(Referring expression pointing data)
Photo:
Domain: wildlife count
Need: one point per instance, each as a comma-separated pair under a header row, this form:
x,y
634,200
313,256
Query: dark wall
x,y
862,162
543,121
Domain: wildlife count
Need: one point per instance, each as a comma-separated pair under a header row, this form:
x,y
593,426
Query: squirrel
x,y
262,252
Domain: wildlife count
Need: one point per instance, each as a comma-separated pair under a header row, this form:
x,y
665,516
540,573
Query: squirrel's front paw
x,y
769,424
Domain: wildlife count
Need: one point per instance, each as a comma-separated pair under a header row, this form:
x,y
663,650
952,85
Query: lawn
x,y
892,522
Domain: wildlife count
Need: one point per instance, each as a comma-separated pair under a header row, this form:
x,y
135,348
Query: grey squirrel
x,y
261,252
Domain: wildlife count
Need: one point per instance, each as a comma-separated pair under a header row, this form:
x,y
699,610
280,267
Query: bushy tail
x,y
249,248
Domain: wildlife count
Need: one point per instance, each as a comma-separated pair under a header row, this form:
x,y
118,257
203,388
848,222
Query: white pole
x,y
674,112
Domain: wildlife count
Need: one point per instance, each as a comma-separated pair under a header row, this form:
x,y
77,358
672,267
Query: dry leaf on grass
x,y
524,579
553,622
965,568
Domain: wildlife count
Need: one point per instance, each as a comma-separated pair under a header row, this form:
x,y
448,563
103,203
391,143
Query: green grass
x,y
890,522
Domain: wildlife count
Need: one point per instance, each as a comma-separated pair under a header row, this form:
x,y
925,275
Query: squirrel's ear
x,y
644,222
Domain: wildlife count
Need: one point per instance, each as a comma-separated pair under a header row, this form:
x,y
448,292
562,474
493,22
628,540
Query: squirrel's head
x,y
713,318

## WHAT IS BEING ASKED
Would you retype the records above without changing a word?

## YOUR RESPONSE
Photo:
Domain: wildlife count
Need: one point per instance, each as a comma-separated pair under a header row, this form:
x,y
634,200
313,256
Query: dark wall
x,y
862,162
543,121
Domain: wildlife count
Need: one point per instance, each as a comma-separated pair under a header row, this form:
x,y
593,426
Query: squirrel
x,y
262,252
Domain: wildlife count
Need: one point per instance, each as a comma-separated pair under a header row, this form:
x,y
665,516
540,573
Query: squirrel's front paw
x,y
769,424
Domain: wildlife count
Need: one point per instance, each as a comma-separated pair under a header row, this form:
x,y
663,650
952,85
Query: lawn
x,y
892,522
Domain: wildlife count
Need: one point per instance, each as a comma-separated pair under a header row, this form:
x,y
135,348
Query: grey squirrel
x,y
261,252
Domain: wildlife count
Need: one point per instance, each as a comma-separated pair under a header row, this form:
x,y
699,610
280,267
Query: bushy tail
x,y
249,248
Domain: wildlife count
Need: one point per instance, each as a comma-separated pair under a header row, this form:
x,y
118,257
203,388
848,222
Query: white pole
x,y
674,112
Domain: wildlife count
Need: one point per instance, each as a comma-separated pair under a header row, this form:
x,y
77,358
672,267
Query: dry leaf on grass
x,y
524,579
553,622
965,568
Domain: wildlife count
Need: one point per instance, each as a comma-separated pair under a header row, this form:
x,y
448,563
103,203
391,143
Query: green grass
x,y
890,522
Domain: wildlife count
Need: one point per instance, each as a comma-separated pair under a header row, this form:
x,y
925,275
Query: squirrel's ear
x,y
644,222
Domain: wildlife count
Need: one point per instance, each as a comma-separated pair under a header row, this form:
x,y
448,292
562,474
493,22
628,540
Query: squirrel's head
x,y
713,318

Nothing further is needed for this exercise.